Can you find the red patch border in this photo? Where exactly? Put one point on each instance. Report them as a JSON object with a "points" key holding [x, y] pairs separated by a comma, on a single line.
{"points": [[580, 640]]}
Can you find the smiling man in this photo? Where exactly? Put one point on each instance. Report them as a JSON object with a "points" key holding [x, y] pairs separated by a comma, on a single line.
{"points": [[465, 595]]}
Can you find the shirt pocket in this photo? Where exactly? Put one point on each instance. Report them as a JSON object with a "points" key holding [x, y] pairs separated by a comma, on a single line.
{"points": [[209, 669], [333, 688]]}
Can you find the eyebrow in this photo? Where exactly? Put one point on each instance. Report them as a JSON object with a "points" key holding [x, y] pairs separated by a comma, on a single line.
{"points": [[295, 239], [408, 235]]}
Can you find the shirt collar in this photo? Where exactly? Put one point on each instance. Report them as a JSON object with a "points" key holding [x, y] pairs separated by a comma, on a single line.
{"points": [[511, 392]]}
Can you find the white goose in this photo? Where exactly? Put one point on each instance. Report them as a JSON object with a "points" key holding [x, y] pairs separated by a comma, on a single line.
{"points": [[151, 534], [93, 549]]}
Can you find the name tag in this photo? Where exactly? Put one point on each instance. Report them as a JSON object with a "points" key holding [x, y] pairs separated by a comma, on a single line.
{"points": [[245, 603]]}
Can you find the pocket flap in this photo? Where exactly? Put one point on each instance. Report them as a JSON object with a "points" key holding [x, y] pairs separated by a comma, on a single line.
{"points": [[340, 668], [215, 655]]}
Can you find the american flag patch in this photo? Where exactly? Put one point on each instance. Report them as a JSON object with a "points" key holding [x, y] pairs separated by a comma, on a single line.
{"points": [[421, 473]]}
● ● ● ● ●
● Required task
Extract the full listing and reproduce each line exactly.

● Problem solution
Can you find the red patch border in this photo? Where exactly? Put one point on each instance. Report them as a JSON object with a "points" key holding [x, y] pairs separated by a comma, on a single line.
{"points": [[580, 640]]}
Can you find the smiling man in this photo? Where exactly? Put one point on each instance. Report them as a JSON object with a "points" key holding [x, y] pairs separated by a comma, on a single line.
{"points": [[465, 595]]}
Can you find the shirt pocket in this photo? Where exactly? Put one point on each instance. Report them as a JSON object with a "points" key holding [x, y] pairs separated by a comma, on a single line.
{"points": [[209, 669], [333, 688]]}
Can you find the eyebrow in this photo? Where exactly? Put one point on each instance. Report them as a JSON object with a "points" key holding [x, y] pairs separated by a comma, on a single line.
{"points": [[295, 239], [408, 235]]}
Can you find the shirt collar in this photo? Where exactly? Put one point on each instance. Report them as a JSON object with a "points" key holding [x, y] pairs separated by a comma, on a single line.
{"points": [[511, 392]]}
Can you find the white goose in this photo? Where exactly? Put one point on each instance. Report them as a JSON object with a "points" key holding [x, y] pairs separated by a comma, on a single line.
{"points": [[151, 534], [93, 549]]}
Can you find the name tag in this photo? Where exactly? Put one point on each instance. Report them as a JSON object with a "points" key holding [x, y] pairs separated by a comma, on a single line.
{"points": [[245, 603]]}
Can you find the pocket flap in this photo? Where exactly? Put one point on each instance. Report them as a JSON object with a "points" key holding [x, y] pairs separated by a comma, on a single line.
{"points": [[340, 668], [215, 655]]}
Can you find the american flag patch in this photo? Where exactly? Put one point on each instance. Report them as a JSON object with a "points" key holding [x, y] pairs separated by a comma, on a single line.
{"points": [[421, 473]]}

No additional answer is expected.